**Short problem:** Can you arrange the material between the lines holding "In this exercise you will find the ceiling fan light" and "[(116, 389)]", inclusive, as a JSON list of strings with one string per line, skipping blank lines and leaving out the picture lines?

**Saved entries:**
—————
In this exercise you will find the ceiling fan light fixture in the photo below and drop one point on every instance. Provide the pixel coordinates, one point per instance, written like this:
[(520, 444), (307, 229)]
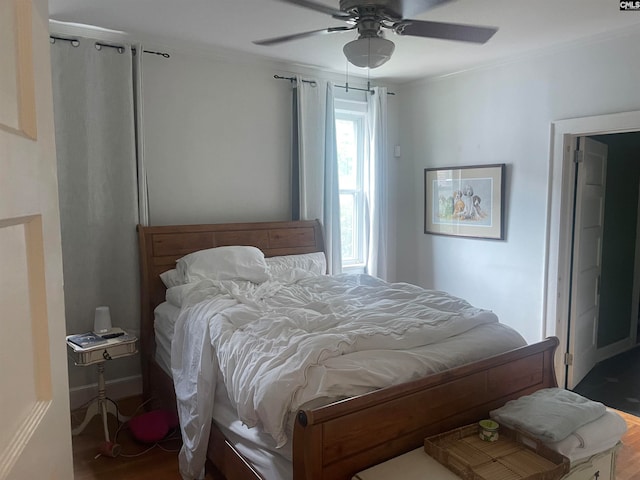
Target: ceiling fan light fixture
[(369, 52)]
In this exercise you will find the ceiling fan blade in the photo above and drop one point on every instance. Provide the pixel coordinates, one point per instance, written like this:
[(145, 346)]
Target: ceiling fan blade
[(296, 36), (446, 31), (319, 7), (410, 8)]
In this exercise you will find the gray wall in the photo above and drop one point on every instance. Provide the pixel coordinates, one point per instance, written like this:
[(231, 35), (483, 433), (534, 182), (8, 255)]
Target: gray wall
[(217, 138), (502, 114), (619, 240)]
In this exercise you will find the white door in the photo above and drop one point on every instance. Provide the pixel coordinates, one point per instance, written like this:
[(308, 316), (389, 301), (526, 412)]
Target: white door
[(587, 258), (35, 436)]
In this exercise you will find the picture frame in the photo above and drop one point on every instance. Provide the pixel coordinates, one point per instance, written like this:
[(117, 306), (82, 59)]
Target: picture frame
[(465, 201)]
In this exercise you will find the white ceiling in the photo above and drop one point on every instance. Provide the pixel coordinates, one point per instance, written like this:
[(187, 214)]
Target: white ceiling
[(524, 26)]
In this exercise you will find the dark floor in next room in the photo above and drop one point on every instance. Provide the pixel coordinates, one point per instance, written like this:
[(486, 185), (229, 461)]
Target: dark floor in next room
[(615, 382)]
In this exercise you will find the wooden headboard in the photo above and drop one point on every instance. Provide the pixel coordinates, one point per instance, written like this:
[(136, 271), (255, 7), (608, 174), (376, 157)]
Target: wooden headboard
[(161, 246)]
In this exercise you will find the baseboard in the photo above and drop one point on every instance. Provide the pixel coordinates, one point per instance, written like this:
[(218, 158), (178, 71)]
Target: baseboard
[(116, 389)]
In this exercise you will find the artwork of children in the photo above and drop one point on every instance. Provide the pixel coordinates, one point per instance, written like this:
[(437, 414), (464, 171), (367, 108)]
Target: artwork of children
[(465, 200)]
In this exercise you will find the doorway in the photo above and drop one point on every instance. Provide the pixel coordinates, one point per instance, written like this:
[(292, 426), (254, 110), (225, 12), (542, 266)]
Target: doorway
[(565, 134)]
—————
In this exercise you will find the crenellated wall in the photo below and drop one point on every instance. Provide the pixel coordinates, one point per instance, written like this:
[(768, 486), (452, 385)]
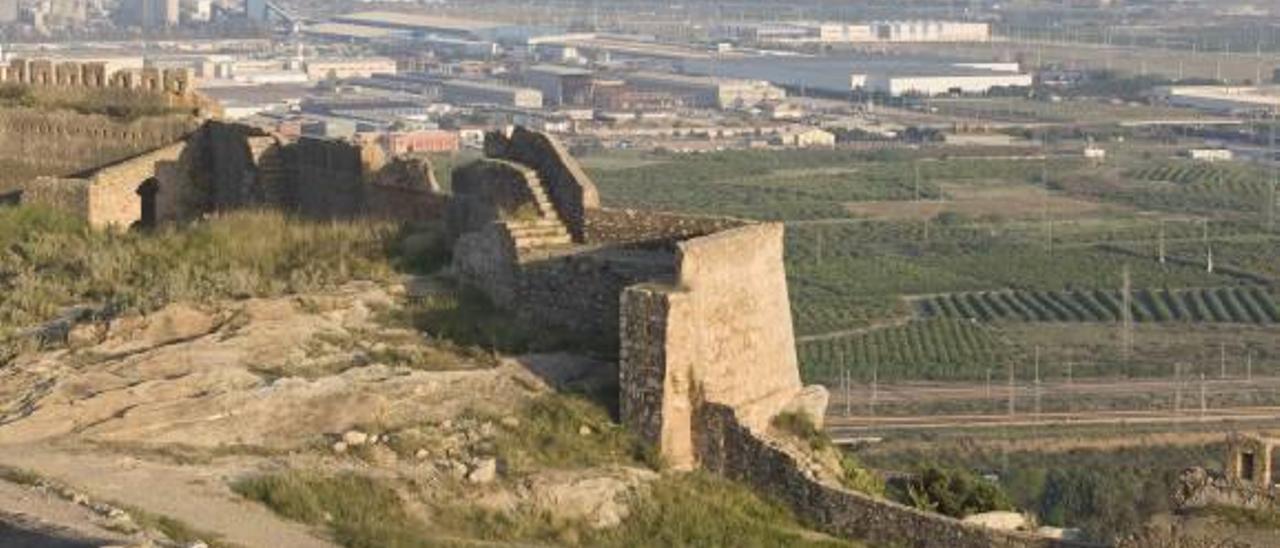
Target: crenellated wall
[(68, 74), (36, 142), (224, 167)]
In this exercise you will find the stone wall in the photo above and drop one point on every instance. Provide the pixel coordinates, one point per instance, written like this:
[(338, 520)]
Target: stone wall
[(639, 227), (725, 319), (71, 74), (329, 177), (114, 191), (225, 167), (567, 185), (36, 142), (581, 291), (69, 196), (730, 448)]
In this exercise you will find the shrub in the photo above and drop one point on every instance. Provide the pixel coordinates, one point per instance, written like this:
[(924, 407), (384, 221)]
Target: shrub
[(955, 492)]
—————
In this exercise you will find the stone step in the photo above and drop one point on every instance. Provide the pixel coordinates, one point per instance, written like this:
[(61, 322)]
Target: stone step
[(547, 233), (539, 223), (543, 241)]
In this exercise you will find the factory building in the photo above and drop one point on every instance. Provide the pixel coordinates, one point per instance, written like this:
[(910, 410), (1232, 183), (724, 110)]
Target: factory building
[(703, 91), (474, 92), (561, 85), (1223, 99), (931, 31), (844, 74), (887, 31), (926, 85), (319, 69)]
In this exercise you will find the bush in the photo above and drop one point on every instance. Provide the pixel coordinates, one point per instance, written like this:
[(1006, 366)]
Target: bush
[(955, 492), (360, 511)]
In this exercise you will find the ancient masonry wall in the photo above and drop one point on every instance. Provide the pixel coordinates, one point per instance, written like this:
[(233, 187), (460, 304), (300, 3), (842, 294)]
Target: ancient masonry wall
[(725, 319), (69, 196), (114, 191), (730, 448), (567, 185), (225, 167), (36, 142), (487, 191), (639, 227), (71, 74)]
—————
**Exercise result:**
[
  "In this exercise you will find the ceiling fan light fixture in the photo below and drop one point on every instance. Provide the pixel coordinates, one point per instance, written like this:",
  "[(520, 444), (307, 229)]",
  "Target: ceiling fan light fixture",
  "[(369, 52)]",
  "In this exercise you will find the ceiling fan blade in the photo above and drop one point on every instance. Provide the pixel coordinates, one point per instance, written like this:",
  "[(145, 346)]",
  "Target: ceiling fan blade",
  "[(296, 36), (446, 31), (319, 7), (410, 8)]",
  "In this exercise you will find the gray wall in the photo above and drop one point on every instance. Provide the pixel coordinates, one point per instance, written like this:",
  "[(231, 35), (483, 433), (534, 182), (8, 255)]",
  "Target: gray wall",
  "[(217, 138), (502, 114), (619, 240)]",
  "In this exercise you will find the white door in the photo above and drop one point on every instance. Provide the pixel coordinates, one point per instance, written like this:",
  "[(308, 316), (389, 301), (526, 412)]",
  "Target: white door",
  "[(587, 258), (35, 436)]",
  "In this exercise you will find the picture frame in the photo above and drop one point on every instance. Provide the pixel coordinates, one point per instance, written like this:",
  "[(117, 306), (82, 59)]",
  "Target: picture frame",
  "[(465, 201)]",
  "In this exercise you will find the white ceiling in the photo above and drop one point on every instance. Provide the pixel coordinates, one point per instance, written like this:",
  "[(187, 214)]",
  "Target: white ceiling",
  "[(524, 26)]",
  "In this exercise you will find the dark floor in next room in the photo above and drop one point on every instance. Provide the pixel coordinates, one point per instance, written like this:",
  "[(486, 185), (229, 461)]",
  "Target: dark floor in next room",
  "[(615, 382)]",
  "In this exercise you will find the wooden headboard in the photo above and drop one point on every instance. Provide the pixel coordinates, one point per instance, written like this:",
  "[(136, 271), (255, 7), (608, 174), (376, 157)]",
  "Target: wooden headboard",
  "[(161, 246)]",
  "In this exercise you will find the baseboard in the photo above and drop one point on every instance. Provide the pixel coordinates, one point per instance, written like this:",
  "[(218, 158), (178, 71)]",
  "Target: baseboard",
  "[(116, 389)]"
]